#### [DATASET RECORDS]
★ ★ ★ ★

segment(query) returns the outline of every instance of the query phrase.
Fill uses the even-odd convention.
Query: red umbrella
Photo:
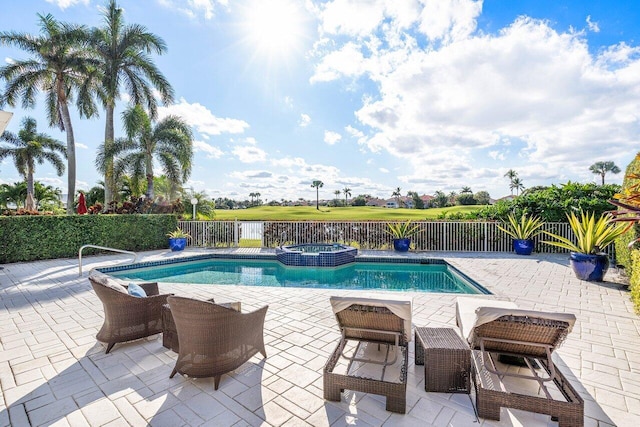
[[[87,213],[87,201],[84,199],[84,193],[80,193],[78,197],[78,214],[83,215]]]

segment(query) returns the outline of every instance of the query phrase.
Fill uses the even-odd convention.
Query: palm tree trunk
[[[604,185],[604,175],[605,175],[604,172],[600,174],[600,176],[602,177],[602,185]]]
[[[35,210],[35,204],[33,199],[33,167],[29,165],[27,169],[27,200],[25,201],[24,207],[28,211]],[[31,196],[31,197],[29,197]]]
[[[320,208],[318,207],[318,203],[320,199],[320,187],[316,187],[316,209],[320,210]]]
[[[58,99],[60,99],[60,114],[64,131],[67,134],[67,215],[72,215],[76,194],[76,141],[73,136],[73,126],[71,126],[66,97],[58,95]]]
[[[115,106],[111,103],[107,104],[106,113],[107,121],[104,128],[104,151],[109,152],[113,146],[114,130],[113,130],[113,110]],[[115,200],[115,183],[113,180],[113,157],[109,156],[105,158],[104,167],[104,206],[109,205],[109,202]]]
[[[153,194],[153,157],[151,156],[145,156],[145,167],[146,167],[146,171],[147,171],[147,200],[153,200],[154,198],[154,194]]]

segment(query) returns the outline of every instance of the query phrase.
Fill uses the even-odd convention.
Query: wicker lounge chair
[[[560,426],[584,424],[584,401],[552,360],[553,351],[571,332],[573,314],[519,310],[514,303],[479,298],[458,298],[456,318],[472,349],[478,415],[500,419],[508,407],[551,415]],[[500,368],[494,354],[515,356],[530,374]],[[545,373],[539,373],[541,366]],[[534,380],[543,395],[509,392],[506,379]],[[550,388],[553,387],[552,390]]]
[[[380,394],[387,398],[387,411],[404,414],[411,301],[331,297],[330,302],[342,337],[324,367],[324,398],[340,401],[345,389]],[[357,344],[348,356],[350,340]]]
[[[147,297],[138,298],[129,295],[124,285],[106,275],[91,276],[89,282],[104,307],[104,323],[96,339],[107,343],[106,353],[116,343],[162,332],[161,309],[168,295],[159,295],[157,283],[139,284]]]
[[[267,357],[264,319],[268,306],[240,313],[210,301],[167,298],[178,331],[178,359],[169,378],[181,373],[195,378],[220,377],[240,367],[255,354]]]

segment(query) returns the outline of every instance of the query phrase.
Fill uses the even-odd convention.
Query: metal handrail
[[[102,249],[104,251],[112,251],[112,252],[118,252],[121,254],[133,255],[133,260],[131,261],[131,264],[136,262],[136,260],[138,259],[138,254],[135,252],[125,251],[122,249],[107,248],[105,246],[84,245],[78,250],[78,276],[82,276],[82,250],[84,248],[95,248],[95,249]]]

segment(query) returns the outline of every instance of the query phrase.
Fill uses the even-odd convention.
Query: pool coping
[[[185,263],[185,262],[193,262],[193,261],[206,261],[209,259],[230,259],[230,260],[251,260],[251,261],[278,261],[276,254],[203,254],[203,255],[191,255],[180,258],[173,258],[167,260],[159,260],[159,261],[144,261],[132,264],[124,264],[117,265],[113,267],[99,267],[96,268],[96,271],[100,273],[109,274],[118,271],[132,270],[134,268],[147,268],[147,267],[157,267],[161,265],[170,265],[177,263]],[[478,295],[493,295],[491,291],[482,286],[476,280],[472,279],[462,271],[458,270],[455,266],[448,263],[442,258],[430,258],[430,257],[412,257],[412,258],[400,258],[393,256],[371,256],[371,255],[357,255],[355,257],[355,264],[357,263],[388,263],[388,264],[417,264],[417,265],[446,265],[449,271],[454,275],[459,276],[465,282],[467,282],[470,286],[474,287],[478,291]],[[300,266],[288,266],[285,264],[281,265],[285,268],[307,268]],[[310,266],[309,268],[341,268],[344,265],[336,266],[336,267],[320,267],[320,266]],[[428,293],[428,292],[425,292]],[[450,292],[439,292],[439,293],[450,293]]]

★ ★ ★ ★

#### [YOUR OBJECTIVE]
Repeat the material above word for word; no images go in the copy.

#### [WRITTEN SOLUTION]
segment(query) returns the outline of every instance of the query phrase.
Fill uses the even-odd convention.
Query: red umbrella
Photo:
[[[87,213],[87,201],[84,199],[84,193],[80,193],[78,197],[78,214],[83,215]]]

segment(query) returns the outline of every instance of the query phrase.
Fill uses the even-odd convention.
Query: palm tree trunk
[[[604,185],[604,175],[605,175],[604,172],[600,174],[600,176],[602,177],[602,185]]]
[[[35,210],[35,204],[33,199],[33,167],[29,165],[27,169],[27,200],[25,201],[24,207],[28,211]],[[31,196],[31,197],[29,197]]]
[[[320,208],[318,207],[318,203],[320,199],[320,187],[316,187],[316,209],[320,210]]]
[[[58,99],[60,99],[60,114],[64,131],[67,134],[67,215],[72,215],[76,194],[76,141],[73,136],[73,126],[71,126],[66,97],[58,95]]]
[[[115,106],[111,103],[107,104],[106,113],[107,121],[104,128],[104,151],[109,152],[113,146],[114,130],[113,130],[113,110]],[[115,200],[115,183],[113,180],[113,157],[109,156],[105,158],[104,167],[104,206],[109,205],[109,202]]]
[[[153,194],[153,157],[151,156],[145,156],[145,167],[146,167],[146,171],[147,171],[147,200],[153,200],[154,198],[154,194]]]

segment(query) returns the outline of every instance of the query phrase.
Fill uses the even-odd convention.
Query: wicker lounge chair
[[[560,426],[584,424],[584,401],[552,360],[553,351],[571,332],[573,314],[519,310],[514,303],[479,298],[458,298],[456,318],[472,349],[478,415],[500,419],[508,407],[551,415]],[[500,368],[494,354],[515,356],[530,374]],[[545,373],[539,373],[541,366]],[[534,380],[543,395],[509,392],[506,379]],[[550,388],[553,387],[552,390]]]
[[[380,394],[387,398],[387,411],[404,414],[411,301],[331,297],[330,302],[342,337],[324,367],[324,398],[340,401],[345,389]],[[357,344],[348,356],[350,340]]]
[[[147,297],[138,298],[129,295],[124,285],[106,275],[91,276],[89,282],[104,307],[104,323],[96,339],[107,343],[106,353],[116,343],[162,332],[161,309],[168,295],[159,295],[157,283],[139,284]]]
[[[267,357],[264,319],[268,306],[240,313],[210,301],[167,298],[178,331],[178,359],[169,378],[181,373],[195,378],[220,377],[240,367],[255,354]]]

segment(query) returns the outline of every instance of the query phrase.
Fill uses the even-odd convention.
Query: metal handrail
[[[102,249],[104,251],[112,251],[112,252],[118,252],[121,254],[133,255],[133,260],[131,261],[131,264],[136,262],[136,260],[138,259],[138,254],[135,252],[125,251],[122,249],[107,248],[105,246],[84,245],[78,250],[78,276],[82,276],[82,250],[84,248],[95,248],[95,249]]]

segment(query) returns the outline of every instance of the query phrase.
Fill uses the even-odd convention.
Query: pool coping
[[[185,263],[185,262],[193,262],[193,261],[206,261],[209,259],[230,259],[230,260],[251,260],[251,261],[278,261],[276,254],[203,254],[203,255],[191,255],[180,258],[173,258],[167,260],[159,260],[159,261],[144,261],[132,264],[124,264],[117,265],[113,267],[99,267],[96,268],[96,271],[100,273],[109,274],[118,271],[132,270],[134,268],[147,268],[147,267],[157,267],[161,265],[170,265],[177,263]],[[478,295],[493,295],[491,291],[482,286],[476,280],[472,279],[462,271],[458,270],[455,266],[448,263],[442,258],[430,258],[430,257],[412,257],[412,258],[400,258],[393,256],[371,256],[371,255],[357,255],[355,257],[355,264],[357,263],[388,263],[388,264],[417,264],[417,265],[446,265],[449,271],[454,275],[459,276],[465,282],[467,282],[470,286],[474,287],[478,291]],[[300,266],[288,266],[285,264],[281,265],[285,268],[307,268]],[[310,266],[309,268],[341,268],[344,265],[336,266],[336,267],[320,267],[320,266]],[[428,293],[428,292],[425,292]],[[450,292],[439,292],[439,293],[450,293]]]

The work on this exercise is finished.